| Collected data |
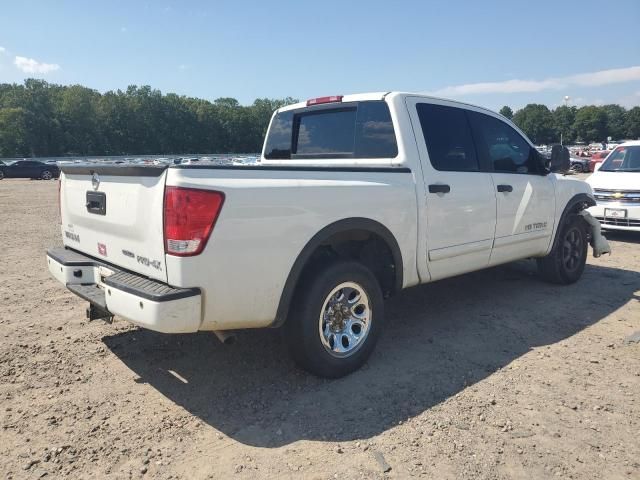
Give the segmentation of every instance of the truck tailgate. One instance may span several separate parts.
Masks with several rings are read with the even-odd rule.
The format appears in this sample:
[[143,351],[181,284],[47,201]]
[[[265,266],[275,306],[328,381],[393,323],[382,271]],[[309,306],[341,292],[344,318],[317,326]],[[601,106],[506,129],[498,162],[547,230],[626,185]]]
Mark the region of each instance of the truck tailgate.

| TASK TO CARRY OUT |
The line containing "[[143,351],[181,284],[47,201]]" marks where the copy ends; print every line before it from the start of the records, and that line too, but no pictures.

| YOUR SOLUTION |
Give the segmentation of every instance of the truck tailgate. One instance may span several separate parts.
Masks with several rings are read with the even-odd rule.
The format appears in this sample:
[[143,351],[181,284],[47,201]]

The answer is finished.